_THE TASK:_ Return all of the data exactly, with nothing left out but the pictures.

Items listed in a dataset
=== Section Start ===

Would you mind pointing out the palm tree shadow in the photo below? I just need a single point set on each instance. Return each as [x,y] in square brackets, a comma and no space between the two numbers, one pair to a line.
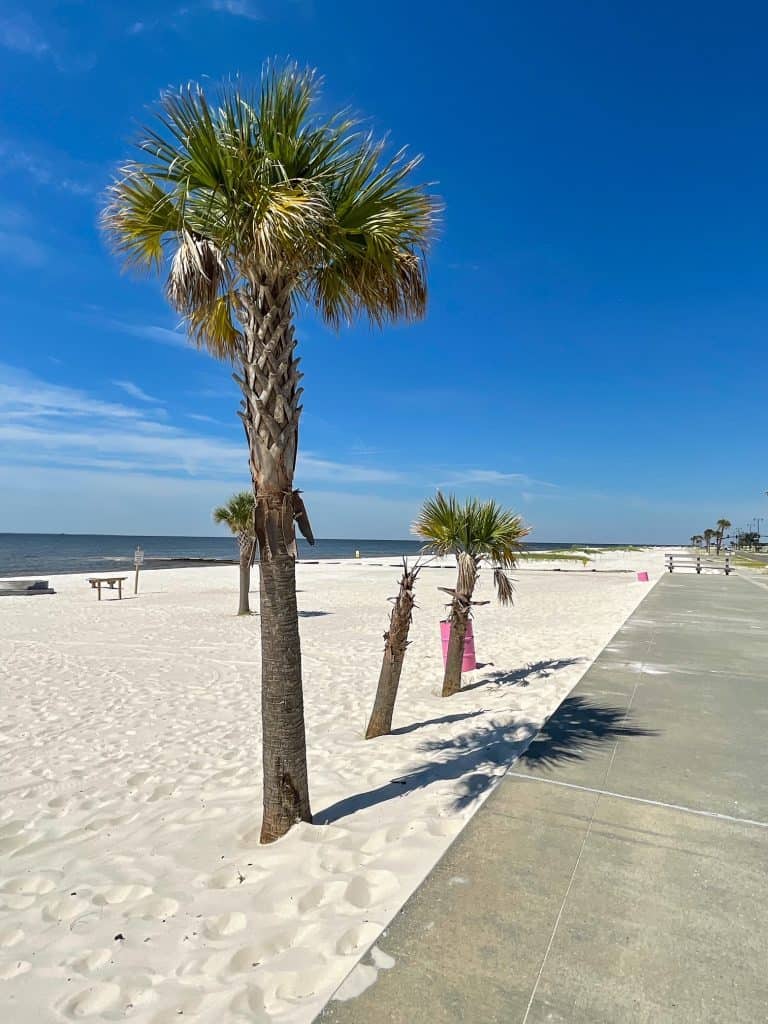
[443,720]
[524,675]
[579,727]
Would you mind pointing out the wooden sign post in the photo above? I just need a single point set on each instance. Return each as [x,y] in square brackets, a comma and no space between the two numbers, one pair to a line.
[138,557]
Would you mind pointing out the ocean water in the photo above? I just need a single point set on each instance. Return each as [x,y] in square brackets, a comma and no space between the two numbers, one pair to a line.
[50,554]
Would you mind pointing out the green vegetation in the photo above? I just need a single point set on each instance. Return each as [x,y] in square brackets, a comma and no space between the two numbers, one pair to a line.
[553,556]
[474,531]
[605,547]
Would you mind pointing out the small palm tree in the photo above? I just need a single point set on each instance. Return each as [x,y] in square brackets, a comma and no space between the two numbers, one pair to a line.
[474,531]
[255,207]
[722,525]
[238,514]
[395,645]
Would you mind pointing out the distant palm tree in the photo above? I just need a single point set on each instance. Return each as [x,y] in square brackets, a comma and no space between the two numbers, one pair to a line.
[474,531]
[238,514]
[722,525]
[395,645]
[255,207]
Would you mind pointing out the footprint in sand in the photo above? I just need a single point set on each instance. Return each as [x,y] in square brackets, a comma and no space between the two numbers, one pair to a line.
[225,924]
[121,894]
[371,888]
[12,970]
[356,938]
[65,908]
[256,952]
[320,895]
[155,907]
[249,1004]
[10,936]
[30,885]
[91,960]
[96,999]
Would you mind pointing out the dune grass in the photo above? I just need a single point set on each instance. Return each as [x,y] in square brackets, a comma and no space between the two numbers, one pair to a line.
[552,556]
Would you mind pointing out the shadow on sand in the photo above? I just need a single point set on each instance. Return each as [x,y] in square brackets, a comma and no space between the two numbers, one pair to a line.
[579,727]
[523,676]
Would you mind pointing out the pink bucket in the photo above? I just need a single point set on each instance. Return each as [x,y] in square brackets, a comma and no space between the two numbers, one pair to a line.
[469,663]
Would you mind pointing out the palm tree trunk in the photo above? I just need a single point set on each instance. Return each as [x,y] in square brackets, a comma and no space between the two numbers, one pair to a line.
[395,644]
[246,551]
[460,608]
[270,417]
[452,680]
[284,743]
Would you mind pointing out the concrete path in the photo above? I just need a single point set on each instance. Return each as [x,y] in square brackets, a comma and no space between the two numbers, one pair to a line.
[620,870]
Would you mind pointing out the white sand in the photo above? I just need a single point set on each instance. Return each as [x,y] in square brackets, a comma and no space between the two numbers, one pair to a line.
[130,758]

=== Section End ===

_RESULT FOR THIS TASK:_
Would you mind pointing out the palm tree shadow in the photo below? I just need a single point set on each instance. Return each as [x,y] in square brackets, a comma and no space between the two numbers, one pair to a line.
[443,720]
[524,675]
[579,727]
Would you mind pointing out the wooden sign post in the photo above? I just need a single point set on each instance. Return each as [x,y] in square brackets, a comma and no space between the two numbers, one pair to a line.
[138,557]
Would you mind pointing out the ocean water in the photo above? I just need a single point set on each instance. Return each as [x,y] in square brackets, a comma and no space between the two numbers, one pair to a line.
[50,554]
Would you mind pointing out the green vegetation in the photo above? I just need a single point set on each instance. Return each as [x,y] in square brackets, a comma and no space between the two numbers, one pair to a line.
[553,556]
[474,531]
[605,547]
Would you mind pointing out the small palm tree in the photo above? I just need a single point set on each instance. Return each as [x,y] in square brackets, a comma and no space between the two numbers, one pair to a line.
[474,531]
[255,207]
[722,525]
[238,514]
[395,645]
Would you mind pointing out the distant palm tree in the photo above? I just need a single point set on each instance. Return each as [x,y] in square brackets, a comma and no space between the two numbers, one pair to a line.
[474,531]
[238,514]
[722,525]
[395,645]
[255,207]
Would you mind pointing out the footprint in sand in the photo above? I just need a single point set on each instance. Return each as [x,y] in square brackets, a comma and no space between the two numbers, one pair to a line.
[225,924]
[121,894]
[371,888]
[12,970]
[356,938]
[65,908]
[256,952]
[320,895]
[155,907]
[249,1004]
[10,936]
[30,885]
[91,960]
[96,999]
Would you mind pointing out the dune grass in the photo above? I just need a single point set on each instance. Return each as [x,y] in square brackets, a comma and no space between the two numbers, one pair to a line.
[552,556]
Would you mind pointing out the shadow on sand in the photo above? I just need a single point set on each instance. Return each as [x,y] in square brackets, a comma and no space between the two numbers, one pair to a line.
[579,727]
[523,676]
Would you mind pointing out the pink bucket in the photo above? I just need a single point set on each instance. Return each as [x,y] in square brackets, a comma and no space between the two numbers, one pair to a line.
[469,663]
Would you mind pointing out the palm tree trunk in the photo above? I just need a single point set on each instance. Return each as [x,y] in square brackets, a comma and no space between the two numbers, one pair to a line.
[395,644]
[246,551]
[460,608]
[270,417]
[452,680]
[284,743]
Would you mind pointing out the concrete path in the photo above? I just need a single point set on each instance. Return each as [x,y] in square brackets, a comma and no space between the two numbers, one pair to a line.
[620,870]
Would you mind pointing out the white sand in the photo above? I just need a single point set on each instance. Return each as [x,y] in square brackets, a comma and no space between the two numbers, one pair to a line.
[130,758]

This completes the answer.